[Dataset rows]

-- Begin --

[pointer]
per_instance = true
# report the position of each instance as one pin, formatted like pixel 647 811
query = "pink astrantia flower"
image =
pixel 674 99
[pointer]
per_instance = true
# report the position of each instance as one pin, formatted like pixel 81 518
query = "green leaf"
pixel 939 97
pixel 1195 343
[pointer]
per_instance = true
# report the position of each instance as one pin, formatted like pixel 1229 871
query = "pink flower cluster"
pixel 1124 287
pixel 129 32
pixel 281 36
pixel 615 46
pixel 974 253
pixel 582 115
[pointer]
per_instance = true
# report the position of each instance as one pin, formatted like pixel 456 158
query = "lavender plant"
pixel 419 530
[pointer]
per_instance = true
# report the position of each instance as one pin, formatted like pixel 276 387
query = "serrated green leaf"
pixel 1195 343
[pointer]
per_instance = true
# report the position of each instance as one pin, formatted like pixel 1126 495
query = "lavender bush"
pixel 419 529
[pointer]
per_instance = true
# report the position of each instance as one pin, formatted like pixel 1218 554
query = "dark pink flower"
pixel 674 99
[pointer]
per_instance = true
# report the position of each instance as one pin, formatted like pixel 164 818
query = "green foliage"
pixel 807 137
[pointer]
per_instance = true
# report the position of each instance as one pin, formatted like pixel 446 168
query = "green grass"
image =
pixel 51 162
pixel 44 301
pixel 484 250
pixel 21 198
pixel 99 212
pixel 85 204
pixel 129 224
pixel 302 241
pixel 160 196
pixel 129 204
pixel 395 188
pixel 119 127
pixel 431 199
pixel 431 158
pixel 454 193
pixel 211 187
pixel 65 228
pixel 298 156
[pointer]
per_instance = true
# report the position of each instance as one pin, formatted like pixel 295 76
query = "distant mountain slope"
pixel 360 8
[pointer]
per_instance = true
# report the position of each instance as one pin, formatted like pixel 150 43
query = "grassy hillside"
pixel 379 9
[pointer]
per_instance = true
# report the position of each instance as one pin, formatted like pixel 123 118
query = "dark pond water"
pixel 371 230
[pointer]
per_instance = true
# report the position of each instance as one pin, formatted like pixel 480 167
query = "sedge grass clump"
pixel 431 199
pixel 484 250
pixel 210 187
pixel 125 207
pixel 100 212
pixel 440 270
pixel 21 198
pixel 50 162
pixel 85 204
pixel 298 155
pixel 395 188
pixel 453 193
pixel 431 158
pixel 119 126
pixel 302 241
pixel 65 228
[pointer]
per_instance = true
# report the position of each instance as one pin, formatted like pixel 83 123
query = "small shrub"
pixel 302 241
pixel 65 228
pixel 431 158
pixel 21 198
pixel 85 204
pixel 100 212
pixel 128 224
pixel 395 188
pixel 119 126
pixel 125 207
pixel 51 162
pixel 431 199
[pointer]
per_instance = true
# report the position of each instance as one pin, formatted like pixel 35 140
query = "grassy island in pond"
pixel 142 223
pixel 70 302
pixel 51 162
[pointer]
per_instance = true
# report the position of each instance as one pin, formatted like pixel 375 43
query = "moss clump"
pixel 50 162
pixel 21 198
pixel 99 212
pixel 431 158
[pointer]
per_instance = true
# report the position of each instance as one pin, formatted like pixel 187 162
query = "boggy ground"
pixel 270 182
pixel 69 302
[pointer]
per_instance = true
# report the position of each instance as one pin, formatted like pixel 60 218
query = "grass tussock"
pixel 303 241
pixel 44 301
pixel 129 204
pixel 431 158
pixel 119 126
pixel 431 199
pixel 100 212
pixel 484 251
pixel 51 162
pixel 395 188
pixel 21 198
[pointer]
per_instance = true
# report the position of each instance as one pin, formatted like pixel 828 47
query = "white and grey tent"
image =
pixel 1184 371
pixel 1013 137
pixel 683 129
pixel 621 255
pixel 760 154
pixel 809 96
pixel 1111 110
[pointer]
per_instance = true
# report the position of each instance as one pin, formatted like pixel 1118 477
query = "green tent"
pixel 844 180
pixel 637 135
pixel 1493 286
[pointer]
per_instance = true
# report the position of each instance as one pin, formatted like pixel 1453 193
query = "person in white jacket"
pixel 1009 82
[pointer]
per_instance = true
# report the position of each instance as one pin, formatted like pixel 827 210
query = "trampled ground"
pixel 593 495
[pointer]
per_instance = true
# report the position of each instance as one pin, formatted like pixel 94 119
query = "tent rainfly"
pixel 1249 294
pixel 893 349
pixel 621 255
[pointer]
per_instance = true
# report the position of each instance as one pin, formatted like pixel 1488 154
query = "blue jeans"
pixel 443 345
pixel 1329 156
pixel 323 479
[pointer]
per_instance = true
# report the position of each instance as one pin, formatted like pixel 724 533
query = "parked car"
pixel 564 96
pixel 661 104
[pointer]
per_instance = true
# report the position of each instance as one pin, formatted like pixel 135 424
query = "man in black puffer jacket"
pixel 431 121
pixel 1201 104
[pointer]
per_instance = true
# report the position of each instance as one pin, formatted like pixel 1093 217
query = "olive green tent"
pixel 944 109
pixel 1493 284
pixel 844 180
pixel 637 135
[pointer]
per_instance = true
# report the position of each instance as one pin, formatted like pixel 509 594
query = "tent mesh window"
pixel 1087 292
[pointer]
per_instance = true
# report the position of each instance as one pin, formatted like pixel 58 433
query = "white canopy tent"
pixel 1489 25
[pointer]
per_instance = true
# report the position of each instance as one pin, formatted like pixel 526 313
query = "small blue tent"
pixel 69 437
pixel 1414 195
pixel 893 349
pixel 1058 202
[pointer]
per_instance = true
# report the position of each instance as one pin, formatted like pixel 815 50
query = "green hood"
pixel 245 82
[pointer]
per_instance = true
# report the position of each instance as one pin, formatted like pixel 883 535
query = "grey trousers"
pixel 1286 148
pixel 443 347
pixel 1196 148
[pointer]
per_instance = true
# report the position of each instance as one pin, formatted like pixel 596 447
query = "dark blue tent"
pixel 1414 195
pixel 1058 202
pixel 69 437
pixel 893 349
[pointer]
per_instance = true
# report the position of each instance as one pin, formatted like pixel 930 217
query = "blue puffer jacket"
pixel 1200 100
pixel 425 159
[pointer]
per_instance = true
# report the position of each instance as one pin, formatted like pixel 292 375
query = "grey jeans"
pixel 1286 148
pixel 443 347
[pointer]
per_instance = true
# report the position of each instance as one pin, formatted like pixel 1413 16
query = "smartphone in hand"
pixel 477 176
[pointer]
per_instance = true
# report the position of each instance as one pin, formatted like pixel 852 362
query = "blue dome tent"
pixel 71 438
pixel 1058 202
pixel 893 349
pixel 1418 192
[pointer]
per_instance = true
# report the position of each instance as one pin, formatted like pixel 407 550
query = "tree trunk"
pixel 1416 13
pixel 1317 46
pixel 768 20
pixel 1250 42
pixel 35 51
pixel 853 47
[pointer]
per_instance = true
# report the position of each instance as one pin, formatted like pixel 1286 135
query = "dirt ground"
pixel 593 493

-- End --

| Objective |
Identify each line in the items above that contains the word "green", and copy those lines.

| Solution for this task |
query = "green leaf"
query = "serrated green leaf"
query = "green foliage"
query = "green grass"
query = "green tent"
query = "olive green tent"
query = "green hood"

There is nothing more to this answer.